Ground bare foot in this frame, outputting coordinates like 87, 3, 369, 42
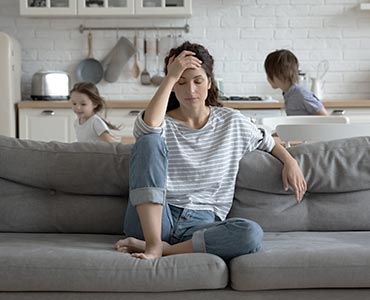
116, 237, 145, 253
116, 237, 170, 259
131, 242, 163, 259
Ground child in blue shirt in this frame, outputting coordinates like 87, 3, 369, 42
265, 49, 328, 116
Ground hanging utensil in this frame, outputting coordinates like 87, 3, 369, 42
76, 31, 104, 83
316, 59, 329, 80
140, 36, 151, 85
151, 35, 163, 85
132, 33, 140, 78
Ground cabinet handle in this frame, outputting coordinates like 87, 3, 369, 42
41, 110, 55, 116
128, 110, 140, 116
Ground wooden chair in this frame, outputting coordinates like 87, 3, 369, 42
276, 123, 370, 147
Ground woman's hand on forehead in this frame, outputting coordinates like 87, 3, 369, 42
167, 50, 202, 80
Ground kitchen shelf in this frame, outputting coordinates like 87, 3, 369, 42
360, 3, 370, 10
19, 0, 192, 18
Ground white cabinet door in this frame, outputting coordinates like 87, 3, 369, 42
77, 0, 135, 16
106, 108, 141, 140
19, 0, 80, 16
135, 0, 192, 17
240, 109, 285, 124
19, 108, 76, 142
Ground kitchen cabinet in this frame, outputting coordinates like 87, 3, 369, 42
18, 108, 76, 142
19, 0, 192, 17
105, 108, 141, 141
19, 0, 77, 16
17, 100, 370, 143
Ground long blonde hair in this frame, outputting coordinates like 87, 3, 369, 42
70, 82, 121, 130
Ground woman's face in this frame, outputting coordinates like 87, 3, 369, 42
173, 68, 211, 106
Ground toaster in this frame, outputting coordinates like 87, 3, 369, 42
31, 71, 70, 100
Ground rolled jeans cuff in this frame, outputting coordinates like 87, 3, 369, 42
130, 187, 166, 206
191, 229, 207, 253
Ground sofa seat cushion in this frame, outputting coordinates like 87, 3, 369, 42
230, 231, 370, 291
229, 137, 370, 232
0, 233, 228, 292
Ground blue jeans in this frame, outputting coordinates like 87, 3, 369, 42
124, 134, 263, 260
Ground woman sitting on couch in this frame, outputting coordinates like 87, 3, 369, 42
116, 42, 306, 260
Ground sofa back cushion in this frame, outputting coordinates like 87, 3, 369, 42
0, 136, 131, 234
229, 137, 370, 231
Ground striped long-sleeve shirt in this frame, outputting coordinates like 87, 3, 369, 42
134, 106, 275, 220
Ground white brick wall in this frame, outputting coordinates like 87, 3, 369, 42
0, 0, 370, 100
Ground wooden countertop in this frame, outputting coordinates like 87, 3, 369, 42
17, 99, 370, 109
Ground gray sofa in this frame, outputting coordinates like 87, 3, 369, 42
0, 136, 370, 300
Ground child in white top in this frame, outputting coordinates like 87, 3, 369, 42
265, 49, 328, 116
71, 82, 118, 142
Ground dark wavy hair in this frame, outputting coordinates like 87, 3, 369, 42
70, 82, 121, 130
164, 41, 223, 111
265, 49, 299, 84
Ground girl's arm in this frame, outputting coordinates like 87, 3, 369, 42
271, 143, 307, 203
99, 131, 113, 143
144, 50, 202, 127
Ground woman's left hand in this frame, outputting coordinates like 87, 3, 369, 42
282, 159, 307, 203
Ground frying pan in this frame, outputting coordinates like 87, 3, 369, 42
76, 32, 104, 83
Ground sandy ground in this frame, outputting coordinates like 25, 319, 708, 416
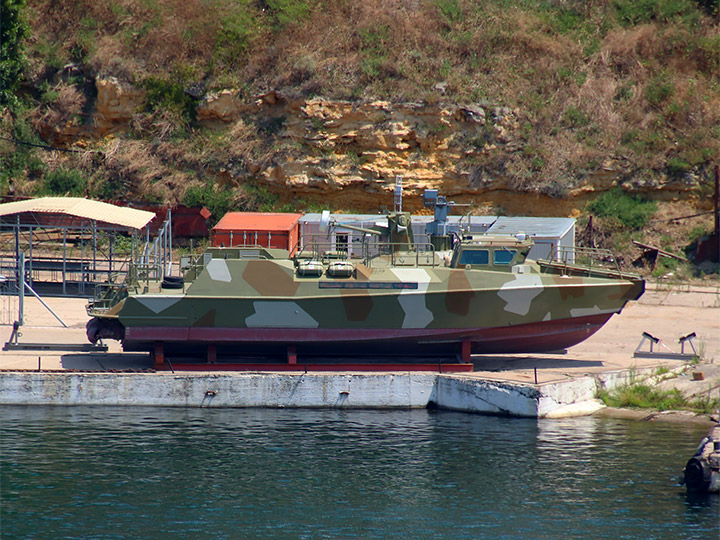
0, 286, 720, 393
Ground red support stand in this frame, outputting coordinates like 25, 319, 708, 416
461, 339, 472, 364
153, 341, 165, 369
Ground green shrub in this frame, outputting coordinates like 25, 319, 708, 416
182, 182, 235, 223
142, 77, 197, 123
645, 72, 675, 105
565, 107, 591, 128
43, 167, 87, 197
588, 187, 657, 230
0, 0, 29, 110
214, 5, 259, 66
265, 0, 312, 30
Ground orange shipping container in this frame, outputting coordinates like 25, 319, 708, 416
211, 212, 302, 256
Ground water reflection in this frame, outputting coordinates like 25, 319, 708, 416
0, 407, 720, 539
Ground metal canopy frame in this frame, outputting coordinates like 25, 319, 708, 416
0, 205, 172, 297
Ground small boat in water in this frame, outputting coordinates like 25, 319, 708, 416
87, 192, 644, 360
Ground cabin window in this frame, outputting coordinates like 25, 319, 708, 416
460, 249, 490, 265
493, 249, 517, 265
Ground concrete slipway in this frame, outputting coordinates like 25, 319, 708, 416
0, 286, 720, 417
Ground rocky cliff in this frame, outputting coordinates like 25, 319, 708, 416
35, 78, 698, 215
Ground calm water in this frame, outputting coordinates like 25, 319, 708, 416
0, 407, 720, 540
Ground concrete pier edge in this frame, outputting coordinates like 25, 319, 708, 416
0, 369, 676, 418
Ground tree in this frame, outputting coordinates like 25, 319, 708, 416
0, 0, 28, 108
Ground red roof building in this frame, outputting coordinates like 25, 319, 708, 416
211, 212, 302, 256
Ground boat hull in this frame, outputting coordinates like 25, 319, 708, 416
118, 314, 611, 357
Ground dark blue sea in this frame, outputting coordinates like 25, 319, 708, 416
0, 407, 720, 540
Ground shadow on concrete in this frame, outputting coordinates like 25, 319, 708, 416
60, 353, 153, 371
472, 356, 604, 371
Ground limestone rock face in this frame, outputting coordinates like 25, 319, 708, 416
76, 78, 695, 215
93, 77, 146, 137
196, 90, 245, 122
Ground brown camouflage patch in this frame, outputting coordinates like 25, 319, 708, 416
552, 276, 586, 301
193, 309, 215, 326
340, 290, 373, 322
243, 261, 300, 296
445, 270, 475, 316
____
- Prompt
Copy all of the material above with every "in this frame" swapped for "in this image" and nothing else changed. Leave the pictures out.

- Output
Ground bare foot in this image, outputting coordinates like 87, 3, 369, 42
116, 237, 145, 253
116, 237, 170, 259
131, 242, 163, 259
Ground child in blue shirt in this image, outputting coordinates like 87, 3, 369, 42
265, 49, 328, 116
Ground hanging utensil in this image, outputting coordinates like 87, 3, 369, 42
76, 31, 104, 83
316, 59, 329, 80
140, 36, 151, 85
151, 35, 163, 85
132, 33, 140, 78
Ground cabinet handle in this image, outputting coordinates like 87, 3, 369, 42
41, 110, 55, 116
128, 110, 140, 116
Ground wooden chair in this image, outputting coordinates like 87, 3, 369, 42
276, 123, 370, 147
Ground woman's hand on forehead in this image, outputting coordinates like 87, 3, 369, 42
167, 50, 202, 80
Ground kitchen shelf in this image, outputting coordinates like 87, 3, 369, 42
360, 3, 370, 10
19, 0, 192, 18
Ground white cabinet door in this image, outputting coordinates like 87, 3, 369, 42
77, 0, 135, 16
106, 108, 141, 140
19, 0, 80, 16
135, 0, 192, 17
240, 109, 285, 124
19, 108, 76, 142
Ground kitchen cabinet in this image, outputting coordinates like 87, 3, 369, 42
18, 108, 76, 142
19, 0, 192, 17
105, 108, 141, 141
19, 0, 77, 16
17, 100, 370, 143
Ground long blonde hair in this image, outputting coordinates like 87, 3, 369, 42
70, 82, 121, 130
Ground woman's face in this image, outputting coordinates like 87, 3, 369, 42
173, 68, 211, 106
Ground toaster in this image, outputting coordinates like 87, 3, 369, 42
31, 71, 70, 100
Ground rolled jeans cuff in this image, outputting coordinates like 87, 3, 369, 42
130, 187, 166, 206
191, 229, 207, 253
Ground sofa seat cushion in this image, outputting coordinates like 87, 3, 369, 42
230, 231, 370, 291
229, 137, 370, 232
0, 233, 228, 292
Ground blue jeans in this image, outputting coordinates like 87, 3, 369, 42
124, 134, 263, 260
Ground woman sitting on couch in this image, outputting coordinates like 87, 3, 369, 42
116, 42, 306, 260
Ground sofa back cushion in this image, outputting coordinates like 87, 3, 369, 42
0, 136, 131, 234
229, 137, 370, 231
Ground striped long-sleeve shirt in this image, outputting coordinates like 87, 3, 369, 42
134, 106, 275, 220
Ground white brick wall in this image, outputting coordinates like 87, 3, 369, 42
0, 0, 370, 100
Ground wooden countertop in this image, outputting coordinates like 87, 3, 369, 42
17, 99, 370, 109
Ground gray sofa in this image, outputting coordinates like 87, 3, 369, 42
0, 136, 370, 300
Ground child in white top in this image, outputting coordinates like 87, 3, 369, 42
265, 49, 328, 116
71, 82, 118, 142
Ground dark wavy hair in this image, outputting coordinates like 87, 3, 369, 42
70, 82, 121, 130
164, 41, 223, 111
265, 49, 299, 84
Ground girl's arm in this image, outputting coordinates like 87, 3, 369, 42
271, 143, 307, 203
99, 131, 113, 143
144, 50, 202, 127
Ground woman's left hand in this image, outputting coordinates like 87, 3, 369, 42
282, 159, 307, 203
Ground frying pan in this image, outputting coordinates like 87, 3, 369, 42
76, 32, 104, 83
Ground sandy ground in this image, outputting coordinates like 25, 319, 708, 416
0, 286, 720, 393
Ground red support stand in this image, outputting coordinates like 25, 319, 708, 416
461, 339, 472, 364
153, 341, 165, 369
Ground green shrub in this image, outputting coordinates like 25, 319, 708, 416
182, 182, 235, 223
142, 77, 197, 123
645, 72, 675, 105
565, 107, 591, 128
43, 167, 87, 197
588, 187, 657, 230
0, 0, 29, 110
214, 5, 259, 66
265, 0, 312, 30
Ground orange shipping container in this image, outputting coordinates like 25, 319, 708, 416
211, 212, 302, 256
Ground water reflection in this image, outputting coordinates like 25, 319, 708, 416
0, 407, 720, 539
Ground metal canopy frame in this image, outputting coordinates like 25, 319, 708, 416
0, 205, 172, 297
Ground small boat in water in this image, outputting coordinates like 25, 319, 708, 416
87, 192, 644, 360
Ground cabin window in this image, outputting coordinates like 25, 319, 708, 416
460, 249, 490, 265
493, 249, 517, 265
Ground concrete slipway in this image, outputting coordinates like 25, 319, 708, 416
0, 286, 720, 417
Ground rocky cliff in this image, outputting coordinates like 25, 319, 708, 416
35, 78, 698, 215
Ground calm water in this image, outputting coordinates like 25, 319, 708, 416
0, 407, 720, 540
Ground concrete pier edge in this image, outputting coordinates like 25, 319, 708, 416
0, 369, 676, 418
Ground tree in this image, outputting coordinates like 25, 319, 708, 416
0, 0, 28, 108
Ground red roof building in this image, outputting coordinates like 25, 319, 708, 416
211, 212, 302, 256
Ground boat hull in this image, outputting coordinates like 25, 319, 708, 416
118, 314, 611, 357
Ground dark blue sea in this image, outputting coordinates like 25, 319, 708, 416
0, 407, 720, 540
Ground shadow on concrete in this image, outputting coordinates like 25, 319, 708, 416
60, 353, 153, 371
472, 356, 604, 371
Ground limestone rock face in this image, outputting coordinates like 25, 319, 708, 416
76, 78, 695, 215
93, 77, 146, 137
196, 90, 245, 122
Ground brown camouflage patch in this image, outputting coordinates like 25, 319, 708, 416
552, 276, 586, 301
193, 309, 215, 326
340, 290, 373, 322
243, 261, 300, 296
445, 270, 475, 316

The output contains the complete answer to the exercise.